DOCUMENT SECTION:
:::

Over 300 Bangladeshis return home from virus-hit Wuhan on special aircraft
The death toll in the coronavirus epidemic has soared to 259 with total confirmed cases surging to 11,791 in China amid stepped up efforts by a number of countries to evacuate their nationals from Hubei province and its capital Wuhan.
By : migrator
Update: 2020-02-01 10:13 GMT
Dhaka
Over 300 Bangladeshis on Saturday returned home from Chinese city Wuhan, the epicentre of the coronavirus outbreak, on a special aircraft and were quarantined in a facility under military and police vigil, officials said.
State-run Biman Airlines' Boeing 777-300 ER aircraft carrying 312 Bangladeshis, including 12 children and three infants, landed at Hazrat Shahjalal International Airport (HSIA) here in afternoon, Biman spokeswomen Tahera Khondoker said..
Khondoker said 15 crew and four doctors were on board the special flight.
The evacuees were directly escorted to nearby Ashkona Hajj Camp from the airport, where they would have to stay under medical observation for next 14 days as the time is considered as the incubation period of the virus, a Bangladeshi health ministry spokesman said.
According to a report in BD News, seven people suffering from fever were sent to hospital after they arrived from Wuhan.
The death toll in the coronavirus epidemic has soared to 259 with total confirmed cases surging to 11,791 in China amid stepped up efforts by a number of countries to evacuate their nationals from Hubei province and its capital Wuhan.
The virus emerged in early December and has been traced to a market in Wuhan that sold wild animals.
The World Health Organisation declared the outbreak a global emergency on Thursday.
Bangladesh Foreign Minister A K Abdul Momen during a media briefing with Health Minister Zahid Maleque on Friday said the returnees were not sick, “but we don't want to take any risk and they must go through the required medical observations”.
Malek urged the returnees' relatives not to gather at the camp in the next 14 days, adding that the Directorate General of Health and Army Medical Core were mobilised to take proper care of the evacuees in line with a treatment protocol prepared with WHO guidelines to manage the situation.
Officials earlier said army troops were called out to guard the camp alongside policemen to enforce the quarantine so the people returned from China could not come in touch with other people.
The evacuees were among estimated 400 Bangladeshis, mostly students, who were stranded in Wuhan.
The governments of the several countries, including India, have chalked up plans to return their nationals under special arrangement from Wuhan.
Air India's jumbo B747 aircraft carrying 211 students, 110 working professionals and three minors, reached New Delhi on Saturday after evacuating 324 Indians from Wuhan.
Another flight of the airline departed for the Chinese city from New Delhi in Afternoon.

:::

DATA EXCERPTS:
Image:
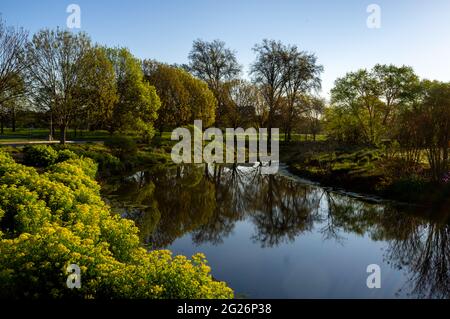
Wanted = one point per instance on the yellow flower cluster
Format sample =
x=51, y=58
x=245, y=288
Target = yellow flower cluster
x=55, y=218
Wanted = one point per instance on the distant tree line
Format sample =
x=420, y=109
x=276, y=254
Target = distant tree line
x=391, y=105
x=62, y=79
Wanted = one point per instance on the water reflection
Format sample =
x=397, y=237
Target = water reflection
x=207, y=202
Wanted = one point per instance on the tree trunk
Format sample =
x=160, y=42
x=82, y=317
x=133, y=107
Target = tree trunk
x=62, y=132
x=52, y=129
x=13, y=119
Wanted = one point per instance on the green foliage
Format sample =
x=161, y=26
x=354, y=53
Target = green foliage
x=66, y=154
x=56, y=218
x=39, y=155
x=137, y=104
x=122, y=146
x=107, y=163
x=183, y=97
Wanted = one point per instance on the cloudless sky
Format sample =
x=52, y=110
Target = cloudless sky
x=413, y=32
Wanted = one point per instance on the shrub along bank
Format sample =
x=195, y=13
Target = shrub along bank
x=55, y=217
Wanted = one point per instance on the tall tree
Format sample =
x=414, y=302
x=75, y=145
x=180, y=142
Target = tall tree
x=396, y=87
x=302, y=75
x=12, y=65
x=434, y=114
x=268, y=74
x=284, y=74
x=54, y=58
x=357, y=93
x=97, y=89
x=183, y=97
x=138, y=103
x=215, y=64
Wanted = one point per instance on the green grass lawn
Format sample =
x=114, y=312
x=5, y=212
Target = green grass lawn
x=24, y=135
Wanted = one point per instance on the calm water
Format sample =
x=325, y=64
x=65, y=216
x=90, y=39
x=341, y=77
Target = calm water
x=275, y=236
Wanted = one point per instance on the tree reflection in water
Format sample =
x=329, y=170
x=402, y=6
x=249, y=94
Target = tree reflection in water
x=207, y=202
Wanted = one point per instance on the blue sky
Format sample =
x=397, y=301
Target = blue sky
x=413, y=32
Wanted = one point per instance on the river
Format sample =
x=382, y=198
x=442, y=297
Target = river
x=277, y=236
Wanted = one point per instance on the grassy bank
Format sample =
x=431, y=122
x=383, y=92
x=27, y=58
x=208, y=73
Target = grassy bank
x=363, y=170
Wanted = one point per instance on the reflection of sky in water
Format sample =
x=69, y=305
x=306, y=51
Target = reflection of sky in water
x=277, y=237
x=309, y=267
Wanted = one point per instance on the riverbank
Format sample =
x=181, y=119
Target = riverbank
x=363, y=170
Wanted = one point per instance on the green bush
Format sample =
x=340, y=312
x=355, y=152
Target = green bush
x=66, y=154
x=56, y=218
x=39, y=155
x=122, y=146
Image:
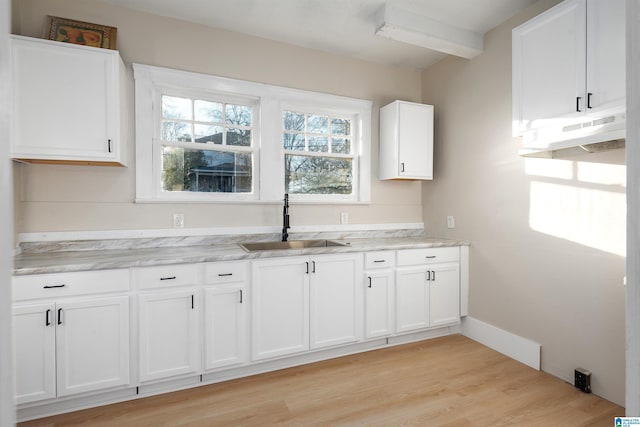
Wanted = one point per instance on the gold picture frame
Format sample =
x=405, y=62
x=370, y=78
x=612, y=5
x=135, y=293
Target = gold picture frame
x=83, y=33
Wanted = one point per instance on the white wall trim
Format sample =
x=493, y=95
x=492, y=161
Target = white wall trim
x=632, y=368
x=54, y=236
x=514, y=346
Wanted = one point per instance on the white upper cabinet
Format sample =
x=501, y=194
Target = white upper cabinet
x=66, y=103
x=406, y=141
x=568, y=69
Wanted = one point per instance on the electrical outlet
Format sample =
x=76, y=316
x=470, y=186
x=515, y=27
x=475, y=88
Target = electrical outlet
x=451, y=222
x=344, y=217
x=178, y=220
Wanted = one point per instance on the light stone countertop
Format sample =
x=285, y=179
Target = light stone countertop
x=71, y=258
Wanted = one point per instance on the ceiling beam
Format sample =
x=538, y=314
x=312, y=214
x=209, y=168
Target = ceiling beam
x=401, y=25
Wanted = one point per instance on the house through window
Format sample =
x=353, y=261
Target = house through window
x=220, y=133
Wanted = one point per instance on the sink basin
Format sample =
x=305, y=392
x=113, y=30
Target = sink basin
x=292, y=244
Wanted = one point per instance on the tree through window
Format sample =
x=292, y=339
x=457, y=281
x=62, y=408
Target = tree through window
x=318, y=153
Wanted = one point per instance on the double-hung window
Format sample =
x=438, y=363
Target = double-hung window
x=202, y=138
x=318, y=154
x=207, y=144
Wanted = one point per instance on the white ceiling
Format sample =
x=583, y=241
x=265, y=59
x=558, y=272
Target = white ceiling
x=344, y=27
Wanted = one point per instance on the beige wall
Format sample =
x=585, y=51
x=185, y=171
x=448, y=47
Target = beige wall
x=547, y=235
x=63, y=198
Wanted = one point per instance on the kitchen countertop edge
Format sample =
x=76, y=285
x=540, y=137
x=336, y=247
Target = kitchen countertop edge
x=75, y=261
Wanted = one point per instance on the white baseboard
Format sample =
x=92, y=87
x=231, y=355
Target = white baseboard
x=514, y=346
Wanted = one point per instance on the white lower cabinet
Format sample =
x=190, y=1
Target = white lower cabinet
x=225, y=314
x=335, y=300
x=379, y=288
x=302, y=303
x=71, y=346
x=444, y=294
x=427, y=288
x=280, y=307
x=412, y=299
x=35, y=351
x=168, y=336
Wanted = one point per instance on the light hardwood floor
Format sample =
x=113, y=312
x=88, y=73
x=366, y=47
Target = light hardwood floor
x=449, y=381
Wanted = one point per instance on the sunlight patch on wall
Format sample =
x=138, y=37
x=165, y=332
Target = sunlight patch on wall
x=581, y=202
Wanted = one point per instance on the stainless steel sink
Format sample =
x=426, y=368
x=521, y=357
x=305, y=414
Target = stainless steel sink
x=292, y=244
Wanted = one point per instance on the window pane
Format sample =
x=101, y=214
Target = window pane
x=319, y=143
x=318, y=124
x=240, y=137
x=206, y=133
x=292, y=121
x=238, y=115
x=317, y=175
x=293, y=141
x=341, y=127
x=176, y=131
x=176, y=108
x=341, y=145
x=206, y=111
x=206, y=171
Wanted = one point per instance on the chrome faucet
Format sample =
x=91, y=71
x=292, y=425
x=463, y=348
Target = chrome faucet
x=285, y=218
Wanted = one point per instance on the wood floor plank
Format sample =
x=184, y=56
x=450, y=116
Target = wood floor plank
x=448, y=381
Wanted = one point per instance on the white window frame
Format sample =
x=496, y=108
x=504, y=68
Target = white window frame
x=268, y=162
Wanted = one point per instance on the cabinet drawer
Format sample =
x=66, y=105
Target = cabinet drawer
x=166, y=276
x=225, y=272
x=381, y=259
x=428, y=256
x=70, y=284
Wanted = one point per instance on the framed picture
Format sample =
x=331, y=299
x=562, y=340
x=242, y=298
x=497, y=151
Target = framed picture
x=84, y=33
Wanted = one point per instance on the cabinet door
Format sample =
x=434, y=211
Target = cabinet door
x=335, y=299
x=415, y=141
x=92, y=344
x=224, y=326
x=606, y=54
x=35, y=352
x=65, y=101
x=168, y=336
x=412, y=299
x=279, y=307
x=378, y=303
x=549, y=63
x=444, y=294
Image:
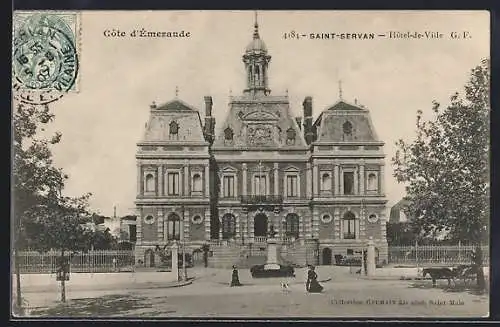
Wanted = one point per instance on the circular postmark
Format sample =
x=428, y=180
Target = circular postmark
x=44, y=61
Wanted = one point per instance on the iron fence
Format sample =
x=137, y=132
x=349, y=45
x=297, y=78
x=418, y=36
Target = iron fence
x=435, y=254
x=91, y=261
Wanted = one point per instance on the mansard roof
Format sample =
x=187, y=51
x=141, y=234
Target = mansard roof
x=259, y=122
x=176, y=105
x=331, y=121
x=162, y=117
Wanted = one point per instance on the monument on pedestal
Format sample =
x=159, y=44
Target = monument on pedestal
x=370, y=258
x=272, y=251
x=175, y=263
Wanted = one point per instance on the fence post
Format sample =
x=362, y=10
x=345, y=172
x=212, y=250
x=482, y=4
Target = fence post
x=416, y=253
x=459, y=252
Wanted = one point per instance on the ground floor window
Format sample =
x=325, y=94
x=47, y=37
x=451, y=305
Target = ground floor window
x=228, y=226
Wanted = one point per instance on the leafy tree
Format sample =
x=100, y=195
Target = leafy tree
x=37, y=185
x=446, y=169
x=61, y=226
x=400, y=233
x=35, y=179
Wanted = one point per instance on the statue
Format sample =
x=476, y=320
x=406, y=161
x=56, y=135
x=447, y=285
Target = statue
x=272, y=233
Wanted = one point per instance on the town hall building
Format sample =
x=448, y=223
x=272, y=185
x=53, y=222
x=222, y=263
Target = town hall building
x=318, y=184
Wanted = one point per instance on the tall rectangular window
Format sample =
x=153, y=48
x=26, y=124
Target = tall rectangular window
x=348, y=226
x=228, y=186
x=292, y=189
x=173, y=184
x=133, y=233
x=348, y=183
x=260, y=185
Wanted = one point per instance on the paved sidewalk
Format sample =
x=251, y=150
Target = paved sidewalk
x=104, y=287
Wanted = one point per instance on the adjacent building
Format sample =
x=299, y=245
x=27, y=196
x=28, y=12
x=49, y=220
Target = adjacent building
x=319, y=184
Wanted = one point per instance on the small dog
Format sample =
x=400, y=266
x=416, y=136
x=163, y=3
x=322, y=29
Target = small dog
x=284, y=287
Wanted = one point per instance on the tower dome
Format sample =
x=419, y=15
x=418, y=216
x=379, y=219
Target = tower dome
x=256, y=45
x=256, y=62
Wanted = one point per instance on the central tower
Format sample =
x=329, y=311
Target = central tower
x=256, y=62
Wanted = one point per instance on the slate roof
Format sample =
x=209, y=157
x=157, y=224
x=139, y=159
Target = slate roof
x=330, y=124
x=187, y=118
x=270, y=114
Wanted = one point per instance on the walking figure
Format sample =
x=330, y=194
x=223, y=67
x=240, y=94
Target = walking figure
x=235, y=279
x=312, y=285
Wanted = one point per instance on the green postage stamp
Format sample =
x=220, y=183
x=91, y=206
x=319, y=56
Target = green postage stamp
x=45, y=55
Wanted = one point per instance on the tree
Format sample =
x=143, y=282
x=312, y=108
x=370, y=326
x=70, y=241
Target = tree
x=446, y=169
x=400, y=233
x=37, y=183
x=61, y=225
x=206, y=249
x=35, y=178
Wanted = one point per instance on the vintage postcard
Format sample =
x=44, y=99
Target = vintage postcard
x=250, y=164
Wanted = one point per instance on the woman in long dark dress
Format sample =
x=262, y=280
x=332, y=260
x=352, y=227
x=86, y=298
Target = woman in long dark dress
x=235, y=279
x=312, y=285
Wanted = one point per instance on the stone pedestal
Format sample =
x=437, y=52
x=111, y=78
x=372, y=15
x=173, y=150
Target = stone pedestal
x=175, y=259
x=370, y=258
x=272, y=255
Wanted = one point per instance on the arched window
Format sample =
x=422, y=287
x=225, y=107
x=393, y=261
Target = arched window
x=197, y=183
x=292, y=225
x=347, y=129
x=174, y=227
x=372, y=182
x=173, y=128
x=228, y=134
x=326, y=182
x=150, y=183
x=228, y=226
x=349, y=225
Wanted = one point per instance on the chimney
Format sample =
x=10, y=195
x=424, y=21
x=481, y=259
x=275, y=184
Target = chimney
x=299, y=121
x=208, y=106
x=209, y=128
x=308, y=132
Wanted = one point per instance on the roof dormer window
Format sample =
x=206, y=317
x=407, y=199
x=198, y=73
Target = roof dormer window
x=173, y=128
x=228, y=134
x=347, y=131
x=290, y=136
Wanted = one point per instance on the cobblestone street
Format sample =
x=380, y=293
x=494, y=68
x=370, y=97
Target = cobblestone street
x=345, y=295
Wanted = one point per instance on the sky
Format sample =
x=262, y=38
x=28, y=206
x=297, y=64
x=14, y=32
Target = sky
x=119, y=77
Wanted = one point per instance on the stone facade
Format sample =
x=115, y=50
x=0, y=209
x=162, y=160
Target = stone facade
x=319, y=183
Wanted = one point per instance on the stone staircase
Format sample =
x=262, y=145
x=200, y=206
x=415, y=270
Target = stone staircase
x=245, y=256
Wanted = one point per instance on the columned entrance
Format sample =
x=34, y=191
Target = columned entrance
x=260, y=225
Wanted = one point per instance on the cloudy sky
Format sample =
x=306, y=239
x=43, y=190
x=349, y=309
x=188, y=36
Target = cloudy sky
x=120, y=77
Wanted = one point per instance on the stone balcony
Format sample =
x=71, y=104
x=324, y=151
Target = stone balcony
x=261, y=199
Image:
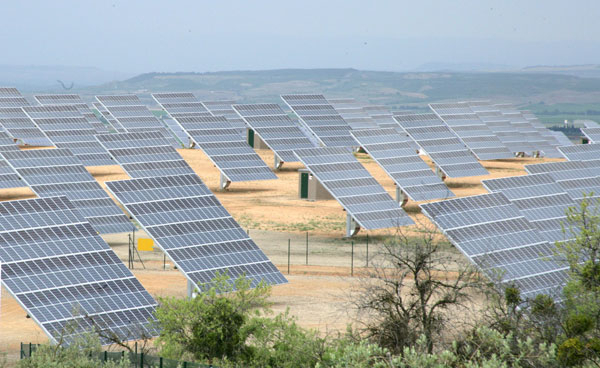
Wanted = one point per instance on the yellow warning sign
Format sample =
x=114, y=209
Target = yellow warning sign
x=145, y=244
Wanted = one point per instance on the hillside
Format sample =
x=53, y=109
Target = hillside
x=397, y=90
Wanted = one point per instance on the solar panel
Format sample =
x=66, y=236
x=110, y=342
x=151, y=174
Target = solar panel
x=20, y=127
x=444, y=148
x=492, y=233
x=144, y=155
x=135, y=117
x=581, y=152
x=8, y=176
x=56, y=172
x=363, y=198
x=66, y=277
x=474, y=133
x=192, y=227
x=178, y=105
x=397, y=155
x=13, y=102
x=223, y=108
x=565, y=170
x=353, y=113
x=9, y=92
x=561, y=138
x=75, y=101
x=230, y=153
x=526, y=186
x=546, y=145
x=280, y=133
x=112, y=122
x=321, y=119
x=67, y=128
x=539, y=198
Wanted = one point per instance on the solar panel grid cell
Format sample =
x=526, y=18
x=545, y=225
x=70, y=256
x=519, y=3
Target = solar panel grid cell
x=63, y=273
x=193, y=228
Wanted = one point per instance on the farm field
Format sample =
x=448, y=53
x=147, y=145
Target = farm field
x=317, y=293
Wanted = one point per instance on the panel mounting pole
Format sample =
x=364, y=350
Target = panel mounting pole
x=352, y=228
x=440, y=173
x=224, y=183
x=191, y=294
x=401, y=197
x=278, y=162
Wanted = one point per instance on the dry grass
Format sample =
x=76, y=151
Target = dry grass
x=315, y=294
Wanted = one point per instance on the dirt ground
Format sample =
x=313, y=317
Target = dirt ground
x=271, y=211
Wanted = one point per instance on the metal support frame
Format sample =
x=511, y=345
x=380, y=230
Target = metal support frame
x=401, y=197
x=352, y=228
x=278, y=162
x=440, y=173
x=224, y=183
x=191, y=290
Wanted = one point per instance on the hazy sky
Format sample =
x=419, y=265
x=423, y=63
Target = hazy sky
x=140, y=36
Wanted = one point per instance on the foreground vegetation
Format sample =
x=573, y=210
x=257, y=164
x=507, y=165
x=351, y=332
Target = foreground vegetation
x=414, y=309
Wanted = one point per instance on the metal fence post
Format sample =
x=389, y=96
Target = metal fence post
x=367, y=250
x=352, y=261
x=307, y=248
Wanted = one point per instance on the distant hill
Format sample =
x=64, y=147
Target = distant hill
x=42, y=78
x=394, y=89
x=583, y=71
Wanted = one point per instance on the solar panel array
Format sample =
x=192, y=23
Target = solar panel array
x=321, y=119
x=19, y=126
x=223, y=108
x=539, y=198
x=8, y=176
x=181, y=104
x=353, y=113
x=397, y=155
x=112, y=122
x=222, y=143
x=178, y=105
x=9, y=92
x=280, y=133
x=57, y=172
x=492, y=233
x=66, y=277
x=576, y=178
x=363, y=198
x=129, y=111
x=192, y=227
x=477, y=136
x=444, y=148
x=144, y=155
x=547, y=145
x=581, y=152
x=67, y=128
x=76, y=101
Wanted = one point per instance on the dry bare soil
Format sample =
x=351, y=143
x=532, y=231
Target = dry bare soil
x=317, y=294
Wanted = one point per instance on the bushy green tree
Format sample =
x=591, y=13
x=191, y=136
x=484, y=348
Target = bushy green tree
x=410, y=290
x=214, y=324
x=82, y=352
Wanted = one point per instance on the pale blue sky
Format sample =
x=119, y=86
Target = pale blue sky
x=140, y=36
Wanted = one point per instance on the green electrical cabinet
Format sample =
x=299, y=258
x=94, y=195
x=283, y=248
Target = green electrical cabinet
x=304, y=185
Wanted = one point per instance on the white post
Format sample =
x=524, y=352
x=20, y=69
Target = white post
x=278, y=162
x=191, y=288
x=224, y=183
x=352, y=227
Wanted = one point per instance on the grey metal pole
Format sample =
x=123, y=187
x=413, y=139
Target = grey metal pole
x=307, y=248
x=352, y=261
x=367, y=250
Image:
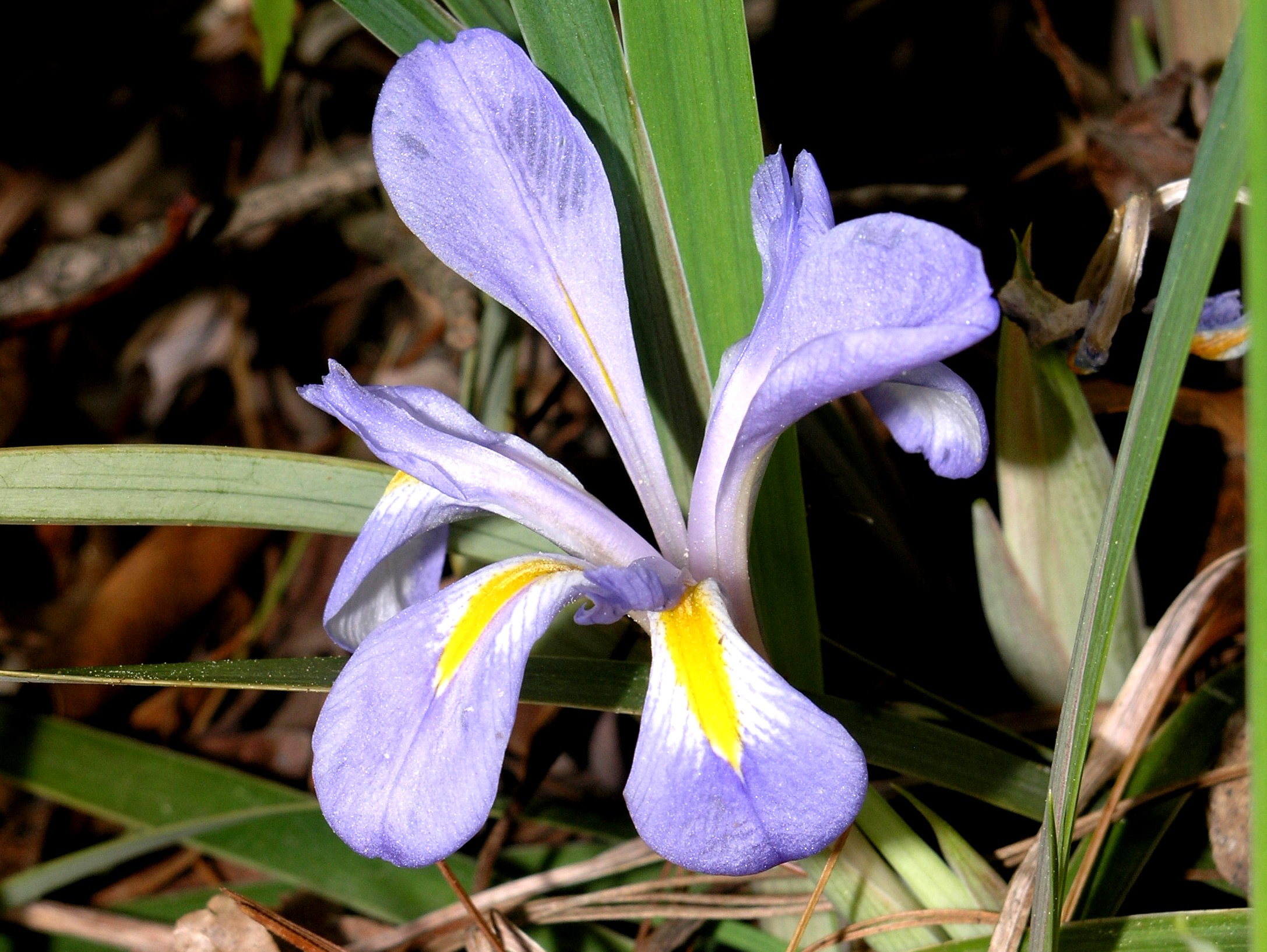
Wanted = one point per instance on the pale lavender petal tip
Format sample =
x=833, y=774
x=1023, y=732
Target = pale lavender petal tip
x=646, y=585
x=407, y=771
x=933, y=411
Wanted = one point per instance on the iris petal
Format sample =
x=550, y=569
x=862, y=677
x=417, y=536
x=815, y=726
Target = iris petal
x=396, y=561
x=487, y=166
x=409, y=748
x=933, y=411
x=735, y=771
x=846, y=309
x=432, y=438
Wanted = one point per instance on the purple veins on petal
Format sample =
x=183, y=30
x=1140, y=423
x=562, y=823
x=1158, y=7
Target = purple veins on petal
x=409, y=748
x=431, y=437
x=487, y=166
x=735, y=771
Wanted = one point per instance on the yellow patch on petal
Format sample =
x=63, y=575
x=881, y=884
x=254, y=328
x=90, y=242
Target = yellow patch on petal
x=1217, y=345
x=401, y=479
x=487, y=602
x=589, y=342
x=695, y=645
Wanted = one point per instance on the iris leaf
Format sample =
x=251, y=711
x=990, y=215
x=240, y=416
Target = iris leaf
x=692, y=74
x=892, y=741
x=1199, y=237
x=403, y=24
x=152, y=485
x=143, y=788
x=574, y=42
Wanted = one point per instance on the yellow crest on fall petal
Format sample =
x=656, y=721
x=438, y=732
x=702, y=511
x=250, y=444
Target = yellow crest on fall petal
x=401, y=479
x=695, y=646
x=490, y=598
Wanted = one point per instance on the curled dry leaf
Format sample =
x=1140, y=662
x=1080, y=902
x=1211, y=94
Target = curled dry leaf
x=1228, y=815
x=170, y=575
x=221, y=927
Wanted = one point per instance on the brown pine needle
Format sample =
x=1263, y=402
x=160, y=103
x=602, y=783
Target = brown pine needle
x=818, y=890
x=905, y=921
x=470, y=907
x=281, y=927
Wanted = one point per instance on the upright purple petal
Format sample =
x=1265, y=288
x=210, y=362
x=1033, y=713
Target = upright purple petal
x=396, y=561
x=432, y=438
x=490, y=169
x=1223, y=330
x=848, y=309
x=933, y=411
x=409, y=749
x=735, y=771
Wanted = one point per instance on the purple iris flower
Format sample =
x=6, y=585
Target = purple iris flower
x=734, y=770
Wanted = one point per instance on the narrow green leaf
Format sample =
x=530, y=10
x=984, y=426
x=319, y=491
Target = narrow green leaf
x=574, y=42
x=494, y=14
x=1255, y=264
x=188, y=485
x=1188, y=743
x=42, y=879
x=1199, y=237
x=1156, y=932
x=972, y=869
x=863, y=887
x=924, y=873
x=892, y=741
x=142, y=787
x=403, y=24
x=692, y=74
x=1054, y=473
x=154, y=485
x=275, y=23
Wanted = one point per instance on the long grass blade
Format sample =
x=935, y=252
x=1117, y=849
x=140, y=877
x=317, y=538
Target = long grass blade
x=1256, y=482
x=1199, y=237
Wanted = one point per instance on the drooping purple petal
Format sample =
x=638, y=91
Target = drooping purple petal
x=734, y=771
x=1223, y=330
x=847, y=309
x=409, y=749
x=933, y=411
x=432, y=438
x=487, y=166
x=395, y=562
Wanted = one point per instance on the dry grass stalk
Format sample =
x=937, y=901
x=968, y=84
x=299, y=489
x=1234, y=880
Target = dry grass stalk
x=300, y=937
x=810, y=908
x=91, y=925
x=1013, y=854
x=905, y=921
x=628, y=856
x=1118, y=735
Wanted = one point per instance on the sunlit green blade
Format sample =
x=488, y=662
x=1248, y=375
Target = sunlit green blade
x=694, y=77
x=1199, y=236
x=494, y=14
x=924, y=873
x=892, y=741
x=403, y=24
x=1256, y=478
x=863, y=887
x=152, y=485
x=45, y=877
x=275, y=22
x=1186, y=745
x=188, y=485
x=576, y=45
x=1157, y=932
x=142, y=787
x=972, y=869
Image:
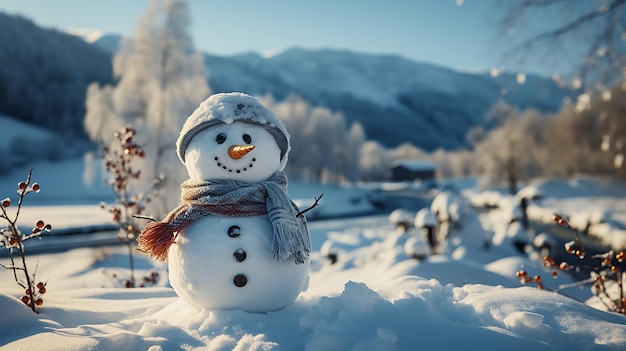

:::

YOUR TASK:
Print everything in the article on the Wuhan evacuation from "Over 300 Bangladeshis return" down to "Tahera Khondoker said..", word for word. The material bears no relation to the article on the Wuhan evacuation.

WRITTEN RESPONSE:
Over 300 Bangladeshis return home from virus-hit Wuhan on special aircraft
The death toll in the coronavirus epidemic has soared to 259 with total confirmed cases surging to 11,791 in China amid stepped up efforts by a number of countries to evacuate their nationals from Hubei province and its capital Wuhan.
By : migrator
Update: 2020-02-01 10:13 GMT
Dhaka
Over 300 Bangladeshis on Saturday returned home from Chinese city Wuhan, the epicentre of the coronavirus outbreak, on a special aircraft and were quarantined in a facility under military and police vigil, officials said.
State-run Biman Airlines' Boeing 777-300 ER aircraft carrying 312 Bangladeshis, including 12 children and three infants, landed at Hazrat Shahjalal International Airport (HSIA) here in afternoon, Biman spokeswomen Tahera Khondoker said..